Please revise all the entries below, replacing "Provide" with "Give" and leaving everything else unchanged.

::::::

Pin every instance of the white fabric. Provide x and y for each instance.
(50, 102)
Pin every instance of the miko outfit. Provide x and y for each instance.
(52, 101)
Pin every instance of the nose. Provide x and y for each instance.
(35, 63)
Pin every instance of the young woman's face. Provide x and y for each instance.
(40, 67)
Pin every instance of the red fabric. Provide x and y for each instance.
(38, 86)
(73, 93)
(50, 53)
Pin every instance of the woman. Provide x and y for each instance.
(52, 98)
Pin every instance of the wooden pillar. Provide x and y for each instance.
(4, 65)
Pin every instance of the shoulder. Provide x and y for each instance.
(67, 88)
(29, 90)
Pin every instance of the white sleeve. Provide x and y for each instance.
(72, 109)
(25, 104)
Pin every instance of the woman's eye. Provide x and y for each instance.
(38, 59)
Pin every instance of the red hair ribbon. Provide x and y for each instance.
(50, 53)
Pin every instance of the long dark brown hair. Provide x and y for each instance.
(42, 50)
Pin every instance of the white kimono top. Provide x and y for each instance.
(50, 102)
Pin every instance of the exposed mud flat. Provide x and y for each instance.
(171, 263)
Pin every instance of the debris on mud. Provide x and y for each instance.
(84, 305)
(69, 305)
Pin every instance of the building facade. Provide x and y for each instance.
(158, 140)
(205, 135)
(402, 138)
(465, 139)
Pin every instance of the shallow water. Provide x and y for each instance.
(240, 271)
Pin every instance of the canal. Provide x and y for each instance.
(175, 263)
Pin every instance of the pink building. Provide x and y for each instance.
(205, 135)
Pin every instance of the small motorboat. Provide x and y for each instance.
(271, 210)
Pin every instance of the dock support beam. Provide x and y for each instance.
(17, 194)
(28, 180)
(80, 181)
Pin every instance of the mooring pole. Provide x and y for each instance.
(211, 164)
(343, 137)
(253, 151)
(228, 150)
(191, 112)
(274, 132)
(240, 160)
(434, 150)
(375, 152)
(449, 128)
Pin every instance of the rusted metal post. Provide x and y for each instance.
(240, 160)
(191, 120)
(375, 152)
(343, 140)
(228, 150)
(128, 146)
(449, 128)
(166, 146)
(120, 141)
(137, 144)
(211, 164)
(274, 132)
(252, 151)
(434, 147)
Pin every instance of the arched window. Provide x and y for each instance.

::::::

• _FULL ANSWER_
Pin every instance of the white fabric. Give x and y for each instance.
(50, 102)
Pin every instance of the miko outfit. Give x and y for each instance.
(52, 101)
Pin every instance of the nose. Give x and y for each instance.
(35, 63)
Pin every instance of the young woman's face. Give x and y for each instance.
(40, 67)
Pin every instance of the red fabric. Give x and y for each instance.
(38, 86)
(73, 93)
(50, 53)
Pin every instance of the woman. Give x and y for each instance.
(52, 98)
Pin every instance of the wooden pillar. Give x and y for each instance.
(4, 65)
Pin every instance of the shoulder. Give x and y for each instance.
(67, 88)
(29, 90)
Pin every instance of the white sleeve. Give x and y for each instance.
(72, 109)
(25, 104)
Pin every instance of the woman's eye. Give x and y for each instance.
(38, 59)
Pin every instance of the red hair ribbon. Give x and y for each instance.
(50, 53)
Pin every instance of the long dark brown hair. Give x and y for each instance.
(42, 50)
Pin every instance of the white kimono top. Give x and y for each instance.
(50, 102)
Pin every instance of the exposed mud flat. Give x and y for each instance.
(171, 263)
Pin every instance of the debris on mud. Give x and y for each instance.
(84, 305)
(69, 305)
Pin every instance of the building facade. Give x and y for each instance.
(158, 140)
(205, 135)
(402, 138)
(465, 139)
Pin every instance of the shallow water. Give x and y for each instance.
(240, 271)
Pin every instance of the canal. Give x and y for each instance.
(175, 263)
Pin every instance of the pink building. Give x and y for each instance.
(205, 135)
Pin every instance of the small motorboat. Give x and y for each instance.
(271, 210)
Pin every instance of the dock support beam. Give x and y for each instance.
(17, 194)
(28, 180)
(80, 181)
Pin every instance of the mooring pole. Give x and y for each instance.
(211, 164)
(343, 137)
(253, 151)
(228, 150)
(191, 112)
(274, 132)
(240, 160)
(434, 150)
(375, 152)
(449, 128)
Pin every instance of the rusted metal post. Give x and y for each instance.
(240, 160)
(191, 120)
(375, 152)
(343, 140)
(228, 150)
(128, 146)
(449, 128)
(166, 146)
(120, 141)
(137, 144)
(211, 164)
(274, 132)
(252, 151)
(434, 147)
Pin every instance of the arched window. Give x and y for each instance.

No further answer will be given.